[Records from a collection]

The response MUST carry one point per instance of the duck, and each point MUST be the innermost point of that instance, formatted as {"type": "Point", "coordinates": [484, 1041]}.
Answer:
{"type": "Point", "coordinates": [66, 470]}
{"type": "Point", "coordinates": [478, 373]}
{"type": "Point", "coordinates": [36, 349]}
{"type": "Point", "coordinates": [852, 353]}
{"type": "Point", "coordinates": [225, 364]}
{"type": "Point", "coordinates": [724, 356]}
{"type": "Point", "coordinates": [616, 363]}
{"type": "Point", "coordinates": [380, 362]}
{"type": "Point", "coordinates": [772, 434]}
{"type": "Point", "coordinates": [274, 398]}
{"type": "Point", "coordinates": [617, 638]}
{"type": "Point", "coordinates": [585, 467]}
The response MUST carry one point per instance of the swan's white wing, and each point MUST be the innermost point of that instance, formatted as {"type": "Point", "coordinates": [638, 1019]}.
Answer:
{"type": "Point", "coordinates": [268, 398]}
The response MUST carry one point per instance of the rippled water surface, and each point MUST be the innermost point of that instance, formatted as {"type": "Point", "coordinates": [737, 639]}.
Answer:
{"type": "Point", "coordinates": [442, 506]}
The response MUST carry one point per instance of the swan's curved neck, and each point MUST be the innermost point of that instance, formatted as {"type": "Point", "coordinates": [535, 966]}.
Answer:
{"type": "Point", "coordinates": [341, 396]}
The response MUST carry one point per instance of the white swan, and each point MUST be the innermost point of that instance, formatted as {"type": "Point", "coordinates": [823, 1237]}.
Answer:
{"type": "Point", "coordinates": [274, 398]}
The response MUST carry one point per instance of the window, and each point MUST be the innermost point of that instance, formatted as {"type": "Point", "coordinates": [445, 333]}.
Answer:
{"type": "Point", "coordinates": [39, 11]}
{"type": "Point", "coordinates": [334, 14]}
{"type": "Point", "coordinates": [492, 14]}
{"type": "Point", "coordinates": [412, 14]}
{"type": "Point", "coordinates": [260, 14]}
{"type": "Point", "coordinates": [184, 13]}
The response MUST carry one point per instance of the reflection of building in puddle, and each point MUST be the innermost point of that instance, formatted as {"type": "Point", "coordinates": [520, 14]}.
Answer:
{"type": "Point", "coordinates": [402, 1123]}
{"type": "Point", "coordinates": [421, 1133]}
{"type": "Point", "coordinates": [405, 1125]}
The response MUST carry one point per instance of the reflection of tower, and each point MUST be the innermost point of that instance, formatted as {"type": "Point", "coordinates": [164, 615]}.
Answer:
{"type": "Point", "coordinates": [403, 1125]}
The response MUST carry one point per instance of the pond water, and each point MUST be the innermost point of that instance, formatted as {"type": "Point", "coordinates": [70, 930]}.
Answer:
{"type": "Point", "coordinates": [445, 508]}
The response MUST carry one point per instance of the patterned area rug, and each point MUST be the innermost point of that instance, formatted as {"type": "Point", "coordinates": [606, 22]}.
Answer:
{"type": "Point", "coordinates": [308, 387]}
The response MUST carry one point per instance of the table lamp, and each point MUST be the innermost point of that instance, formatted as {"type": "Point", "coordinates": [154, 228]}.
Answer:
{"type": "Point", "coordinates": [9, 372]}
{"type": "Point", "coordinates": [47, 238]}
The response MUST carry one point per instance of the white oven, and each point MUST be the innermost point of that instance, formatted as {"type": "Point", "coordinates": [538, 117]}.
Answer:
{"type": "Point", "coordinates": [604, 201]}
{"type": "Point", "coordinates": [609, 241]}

● Description of the task: Each record above should be output again exactly.

● Solution:
The response MUST carry one point per instance of the duck, and each point MUST be the innermost point of that instance, formatted as {"type": "Point", "coordinates": [484, 1041]}.
Answer:
{"type": "Point", "coordinates": [66, 470]}
{"type": "Point", "coordinates": [478, 373]}
{"type": "Point", "coordinates": [36, 349]}
{"type": "Point", "coordinates": [852, 353]}
{"type": "Point", "coordinates": [225, 364]}
{"type": "Point", "coordinates": [724, 356]}
{"type": "Point", "coordinates": [616, 363]}
{"type": "Point", "coordinates": [380, 362]}
{"type": "Point", "coordinates": [772, 434]}
{"type": "Point", "coordinates": [274, 398]}
{"type": "Point", "coordinates": [617, 638]}
{"type": "Point", "coordinates": [585, 467]}
The response MUST carry one point per instance of the swan's white wing, and each point MUST be the innermost point of that instance, formatted as {"type": "Point", "coordinates": [638, 1019]}.
Answer:
{"type": "Point", "coordinates": [268, 398]}
The response MUST carry one point per instance of the rippled water surface, and each point MUST be the innermost point of that instance, formatted as {"type": "Point", "coordinates": [737, 639]}.
Answer:
{"type": "Point", "coordinates": [442, 506]}
The response MUST carry one point per instance of the swan's curved neck, and each point MUST be the innermost point of that instance, formatted as {"type": "Point", "coordinates": [535, 966]}.
Answer:
{"type": "Point", "coordinates": [341, 396]}
The response MUST carry one point per instance of the white swan, and each point MUST be the innermost point of that instance, formatted as {"type": "Point", "coordinates": [823, 1237]}.
Answer:
{"type": "Point", "coordinates": [274, 398]}
The response MUST carry one point per instance of the window, and each point MUST be the innermost point of that instance, formatted as {"type": "Point", "coordinates": [445, 333]}.
Answer:
{"type": "Point", "coordinates": [39, 11]}
{"type": "Point", "coordinates": [334, 14]}
{"type": "Point", "coordinates": [492, 14]}
{"type": "Point", "coordinates": [412, 14]}
{"type": "Point", "coordinates": [260, 14]}
{"type": "Point", "coordinates": [184, 13]}
The response MUST carry one point per instance of the reflection of building in puddle, and each point MUST be the innermost point of that instance, formatted as {"type": "Point", "coordinates": [520, 14]}.
Answer:
{"type": "Point", "coordinates": [402, 1123]}
{"type": "Point", "coordinates": [421, 1133]}
{"type": "Point", "coordinates": [405, 1125]}
The response MUST carry one point per instance of the reflection of tower, and each point MUST be the innermost point of that instance, formatted as {"type": "Point", "coordinates": [164, 615]}.
Answer:
{"type": "Point", "coordinates": [403, 1125]}
The response MUST carry one point per instance of the pond water, and each point MUST be the innermost point of that instance, formatted as {"type": "Point", "coordinates": [70, 930]}.
Answer:
{"type": "Point", "coordinates": [445, 508]}
The response MUST carry one point per instance of the patterned area rug, and each point MUST be the innermost point of that instance, formatted as {"type": "Point", "coordinates": [606, 22]}.
Answer:
{"type": "Point", "coordinates": [308, 387]}
The response MUST carry one point per instance of the table lamp, and each point MUST be the innermost point of that instance, formatted as {"type": "Point", "coordinates": [154, 228]}.
Answer:
{"type": "Point", "coordinates": [9, 372]}
{"type": "Point", "coordinates": [47, 238]}
The response MUST carry one point per instance of the white oven, and each point MUST be the innermost point of that instance, formatted as {"type": "Point", "coordinates": [538, 117]}.
Answer:
{"type": "Point", "coordinates": [604, 201]}
{"type": "Point", "coordinates": [609, 241]}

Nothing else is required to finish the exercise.